**Given exercise:** Copy out the lines below with every "wildlife camera-trap work" changed to "wildlife trail-camera work" and nothing else altered. Leave out the pictures.

**Source material:**
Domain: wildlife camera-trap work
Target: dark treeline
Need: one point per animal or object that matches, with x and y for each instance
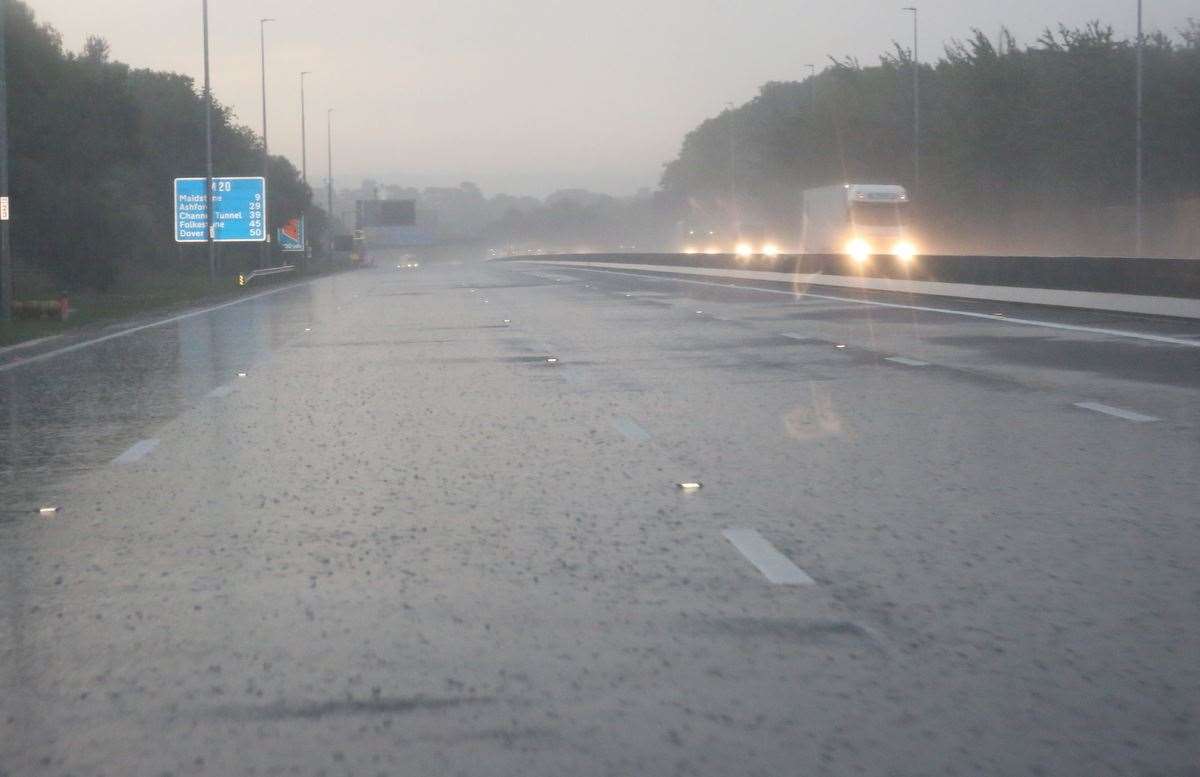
(1023, 149)
(95, 146)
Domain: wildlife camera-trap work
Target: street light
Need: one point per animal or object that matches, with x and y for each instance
(329, 179)
(813, 89)
(733, 179)
(304, 133)
(916, 102)
(304, 152)
(1138, 163)
(208, 155)
(264, 248)
(5, 253)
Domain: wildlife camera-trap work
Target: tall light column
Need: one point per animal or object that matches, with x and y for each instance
(265, 246)
(916, 101)
(1138, 143)
(208, 155)
(329, 179)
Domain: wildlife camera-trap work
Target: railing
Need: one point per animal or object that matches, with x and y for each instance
(245, 278)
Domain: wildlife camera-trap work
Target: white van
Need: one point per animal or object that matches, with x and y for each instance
(859, 220)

**Written answer:**
Domain: wildlife trail-camera work
Target: dark treeline
Need: one point per animal or object that matches, with x and y for each instance
(1023, 149)
(95, 146)
Domain: wildlife trail-camera work
Target: street light
Need: one point per animal or object that matches, with x and y for each instance
(329, 179)
(813, 89)
(733, 179)
(304, 133)
(916, 102)
(304, 152)
(1138, 163)
(208, 155)
(264, 248)
(5, 253)
Domain: wildlife trail-camera work
Target: tall light column
Need: one point per animal or object that matches, with x and y for each instance
(265, 246)
(916, 101)
(1138, 143)
(208, 155)
(329, 179)
Domain: wildlife trail-camera work
Target: railing
Need: one point per animal or object that matches, with x and y for each instance
(245, 278)
Domain: wildlife trail-camera work
Target: white van
Need: one point per animal or object that matches, with x and y for each instance
(859, 220)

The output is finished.